CONSIGNES:
1. Dans l'extrait sur le Premier Amendement, quelle arme les États-Unis jugent-ils la plus efficace pour lutter contre les discours haineux ?
2. Recopiez le passage de l'extrait sur le Premier Amendement qui commence par « Le point de » et se poursuit jusqu'à « ne soit contenue. ».

Le Premier Amendement dispose: «le Congrès ne fera aucune loi qui touche l’établissement ou interdise le libre exercice d’une religion, ni qui restreigne la liberté de la parole ou de la presse, ou le droit qu’a le peuple de s’assembler paisiblement et d’adresser des pétitions au gouvernement pour la réparation des torts dont il a à se plaindre».

Le point de départ américain est très fort: la liberté d’expression est si évidente qu’il n’est pas utile de la définir mais il est important d’empêcher qu’elle ne soit contenue.

Sur le site de l’ambassade des Etats-Unis, on lit encore: «Alors que les États-Unis ne limitent pas les discours haineux, ils estiment que l’arme la plus efficace de lutte contre les discours haineux n’est pas la suppression, mais un contre-discours tolérant, sincère et intelligent. L’interdiction de discours intolérants ou injurieux peut être contreproductive, rehaussant la dimension des propos offensants et entraînant la propagation dangereuse, et parfois cachée, d’idéologies haineuses.»

Lignes issues d'un jeu de données de pointage:
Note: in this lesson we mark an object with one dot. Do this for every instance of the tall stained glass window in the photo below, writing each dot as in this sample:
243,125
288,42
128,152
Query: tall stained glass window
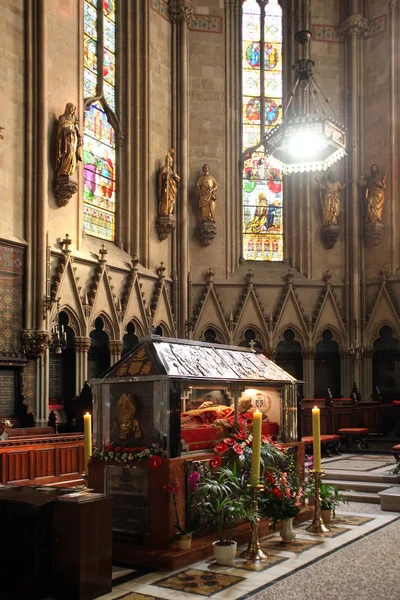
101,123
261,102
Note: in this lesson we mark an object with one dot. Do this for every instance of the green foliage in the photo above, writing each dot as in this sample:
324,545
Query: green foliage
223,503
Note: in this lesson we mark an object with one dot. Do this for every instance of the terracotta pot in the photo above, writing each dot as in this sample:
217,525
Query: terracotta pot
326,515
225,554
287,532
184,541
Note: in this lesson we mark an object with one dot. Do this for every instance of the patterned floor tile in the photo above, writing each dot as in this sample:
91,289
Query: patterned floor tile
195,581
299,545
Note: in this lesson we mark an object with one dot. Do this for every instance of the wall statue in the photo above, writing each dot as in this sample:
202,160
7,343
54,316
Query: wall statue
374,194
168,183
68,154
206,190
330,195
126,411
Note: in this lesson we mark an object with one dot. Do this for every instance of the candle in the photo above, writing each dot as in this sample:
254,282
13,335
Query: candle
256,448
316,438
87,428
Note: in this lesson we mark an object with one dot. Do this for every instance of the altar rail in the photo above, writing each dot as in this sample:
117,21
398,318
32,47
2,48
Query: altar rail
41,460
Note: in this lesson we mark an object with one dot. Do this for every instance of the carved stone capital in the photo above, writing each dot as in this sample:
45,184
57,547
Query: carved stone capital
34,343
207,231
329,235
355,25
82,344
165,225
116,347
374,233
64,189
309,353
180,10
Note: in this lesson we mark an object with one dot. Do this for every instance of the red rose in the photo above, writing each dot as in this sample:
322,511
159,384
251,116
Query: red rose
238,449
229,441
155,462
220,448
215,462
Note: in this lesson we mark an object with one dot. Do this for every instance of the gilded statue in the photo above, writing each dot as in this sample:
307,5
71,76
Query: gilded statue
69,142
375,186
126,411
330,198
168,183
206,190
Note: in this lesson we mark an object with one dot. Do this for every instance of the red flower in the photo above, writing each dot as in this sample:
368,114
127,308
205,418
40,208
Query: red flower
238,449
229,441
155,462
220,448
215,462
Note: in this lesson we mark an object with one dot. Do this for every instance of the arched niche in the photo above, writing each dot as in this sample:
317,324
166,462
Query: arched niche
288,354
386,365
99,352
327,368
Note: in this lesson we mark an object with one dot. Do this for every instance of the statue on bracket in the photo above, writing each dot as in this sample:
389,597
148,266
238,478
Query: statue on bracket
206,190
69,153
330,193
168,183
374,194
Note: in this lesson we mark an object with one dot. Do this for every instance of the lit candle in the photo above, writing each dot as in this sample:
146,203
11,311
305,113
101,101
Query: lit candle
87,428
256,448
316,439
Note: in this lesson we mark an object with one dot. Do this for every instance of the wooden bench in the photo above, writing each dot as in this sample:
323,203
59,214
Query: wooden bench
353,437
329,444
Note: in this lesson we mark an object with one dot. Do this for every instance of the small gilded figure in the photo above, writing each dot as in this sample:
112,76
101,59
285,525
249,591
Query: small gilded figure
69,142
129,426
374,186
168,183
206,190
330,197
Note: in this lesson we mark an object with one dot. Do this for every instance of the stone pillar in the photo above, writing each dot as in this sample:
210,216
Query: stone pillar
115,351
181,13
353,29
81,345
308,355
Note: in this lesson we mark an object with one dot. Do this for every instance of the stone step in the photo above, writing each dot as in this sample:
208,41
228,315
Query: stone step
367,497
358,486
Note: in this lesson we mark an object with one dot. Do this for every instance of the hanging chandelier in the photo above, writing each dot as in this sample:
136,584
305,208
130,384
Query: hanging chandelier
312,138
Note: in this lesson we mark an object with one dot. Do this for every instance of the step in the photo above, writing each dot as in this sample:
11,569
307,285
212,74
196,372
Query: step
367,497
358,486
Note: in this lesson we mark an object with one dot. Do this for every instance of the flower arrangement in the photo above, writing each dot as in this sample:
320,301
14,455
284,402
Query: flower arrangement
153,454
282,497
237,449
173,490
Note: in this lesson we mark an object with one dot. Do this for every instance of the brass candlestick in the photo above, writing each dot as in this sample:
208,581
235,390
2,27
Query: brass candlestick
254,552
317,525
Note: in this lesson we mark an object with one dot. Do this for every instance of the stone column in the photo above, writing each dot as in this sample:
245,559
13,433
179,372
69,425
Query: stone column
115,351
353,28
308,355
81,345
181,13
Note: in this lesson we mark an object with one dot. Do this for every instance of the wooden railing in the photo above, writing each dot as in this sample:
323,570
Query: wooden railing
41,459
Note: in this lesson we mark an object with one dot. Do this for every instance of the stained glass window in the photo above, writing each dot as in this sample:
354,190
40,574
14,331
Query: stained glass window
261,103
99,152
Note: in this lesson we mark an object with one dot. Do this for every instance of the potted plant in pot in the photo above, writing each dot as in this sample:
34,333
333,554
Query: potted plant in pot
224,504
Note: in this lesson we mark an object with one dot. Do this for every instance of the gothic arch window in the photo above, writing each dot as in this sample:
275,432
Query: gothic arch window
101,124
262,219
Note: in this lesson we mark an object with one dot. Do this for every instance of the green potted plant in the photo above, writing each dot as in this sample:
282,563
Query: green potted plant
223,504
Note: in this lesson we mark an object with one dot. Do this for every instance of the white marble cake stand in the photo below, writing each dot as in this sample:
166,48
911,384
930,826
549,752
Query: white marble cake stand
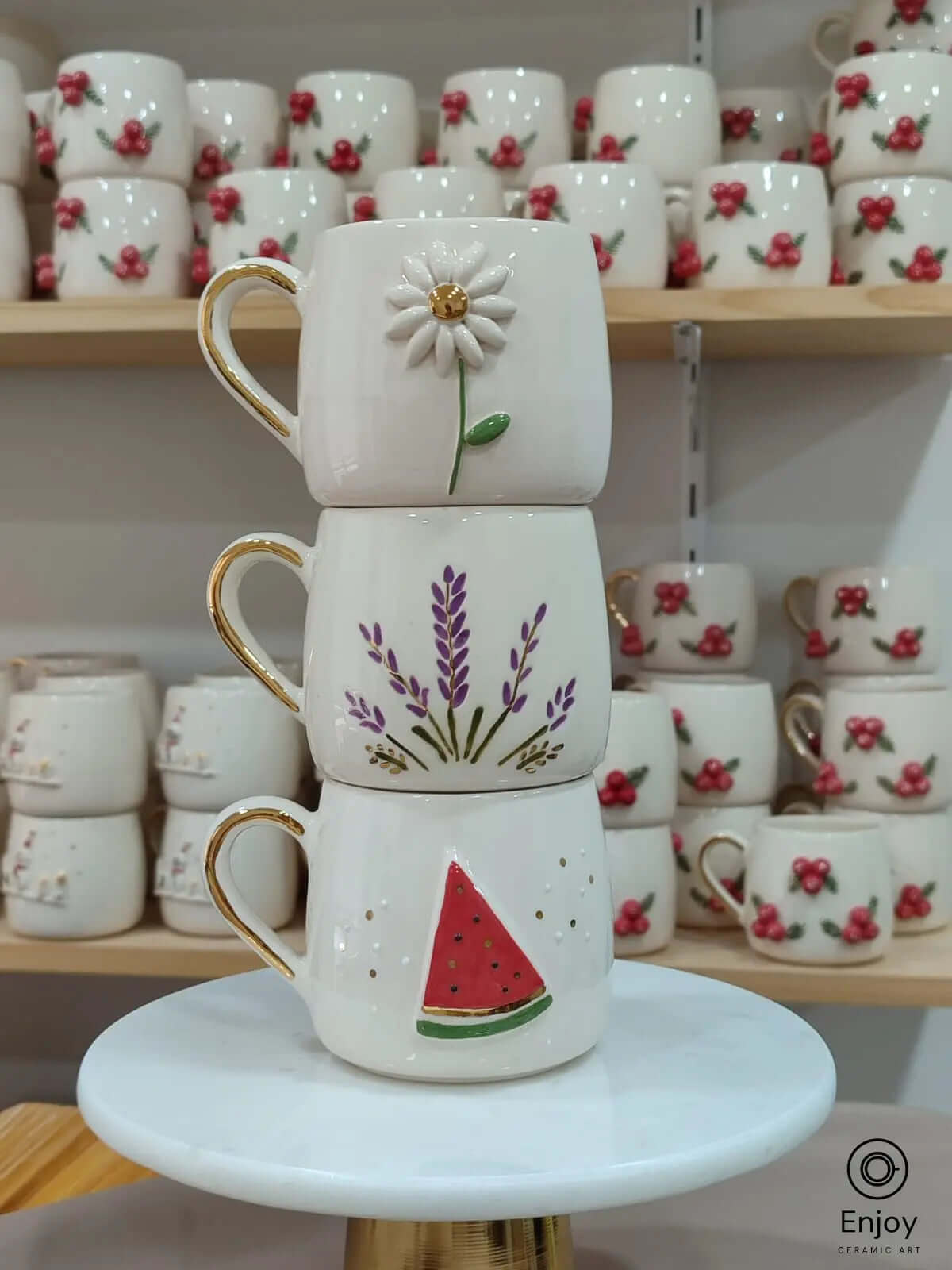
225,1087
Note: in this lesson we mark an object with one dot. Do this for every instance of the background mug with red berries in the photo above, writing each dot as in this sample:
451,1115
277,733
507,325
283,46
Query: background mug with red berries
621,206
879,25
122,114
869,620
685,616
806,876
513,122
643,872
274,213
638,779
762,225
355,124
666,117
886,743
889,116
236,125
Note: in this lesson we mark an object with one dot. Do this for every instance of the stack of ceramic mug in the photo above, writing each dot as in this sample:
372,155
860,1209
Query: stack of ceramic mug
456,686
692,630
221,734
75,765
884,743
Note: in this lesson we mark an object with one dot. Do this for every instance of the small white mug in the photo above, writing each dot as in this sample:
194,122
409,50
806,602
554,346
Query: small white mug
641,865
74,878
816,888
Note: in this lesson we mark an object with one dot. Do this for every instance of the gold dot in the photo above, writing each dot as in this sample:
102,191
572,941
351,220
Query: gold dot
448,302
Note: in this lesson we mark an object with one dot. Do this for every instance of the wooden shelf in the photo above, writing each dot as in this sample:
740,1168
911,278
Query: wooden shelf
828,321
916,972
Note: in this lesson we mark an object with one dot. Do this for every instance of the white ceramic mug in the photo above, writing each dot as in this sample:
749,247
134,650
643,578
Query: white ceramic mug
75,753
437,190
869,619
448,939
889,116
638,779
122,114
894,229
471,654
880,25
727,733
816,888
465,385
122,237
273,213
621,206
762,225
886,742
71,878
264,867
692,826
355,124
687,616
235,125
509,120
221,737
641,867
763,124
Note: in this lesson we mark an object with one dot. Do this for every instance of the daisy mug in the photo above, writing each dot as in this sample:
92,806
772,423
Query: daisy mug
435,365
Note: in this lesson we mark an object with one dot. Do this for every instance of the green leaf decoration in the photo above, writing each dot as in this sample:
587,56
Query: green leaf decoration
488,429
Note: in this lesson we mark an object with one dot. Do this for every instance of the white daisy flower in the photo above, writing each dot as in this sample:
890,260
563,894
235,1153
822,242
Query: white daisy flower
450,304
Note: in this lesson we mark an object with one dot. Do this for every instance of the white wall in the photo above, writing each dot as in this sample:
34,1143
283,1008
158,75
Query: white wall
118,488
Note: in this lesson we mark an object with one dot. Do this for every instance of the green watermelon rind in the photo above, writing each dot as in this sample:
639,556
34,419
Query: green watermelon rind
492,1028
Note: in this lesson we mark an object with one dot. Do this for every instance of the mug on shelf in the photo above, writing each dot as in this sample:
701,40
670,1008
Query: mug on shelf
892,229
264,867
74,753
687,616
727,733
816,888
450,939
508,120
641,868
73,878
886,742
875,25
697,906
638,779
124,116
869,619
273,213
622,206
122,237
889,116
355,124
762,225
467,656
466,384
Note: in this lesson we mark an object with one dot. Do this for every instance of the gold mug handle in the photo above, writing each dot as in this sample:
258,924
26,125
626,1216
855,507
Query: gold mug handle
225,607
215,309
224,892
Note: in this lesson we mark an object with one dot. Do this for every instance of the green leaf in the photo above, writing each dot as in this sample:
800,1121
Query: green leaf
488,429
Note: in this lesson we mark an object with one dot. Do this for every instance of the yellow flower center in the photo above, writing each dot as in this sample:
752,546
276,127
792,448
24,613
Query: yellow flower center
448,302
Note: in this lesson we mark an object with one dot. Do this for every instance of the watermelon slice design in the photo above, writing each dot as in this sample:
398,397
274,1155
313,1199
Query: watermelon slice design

RÉPONSES FOURNIES:
1. Un contre-discours tolérant, sincère et intelligent.

2.
Le point de départ américain est très fort: la liberté d’expression est si évidente qu’il n’est pas utile de la définir mais il est important d’empêcher qu’elle ne soit contenue.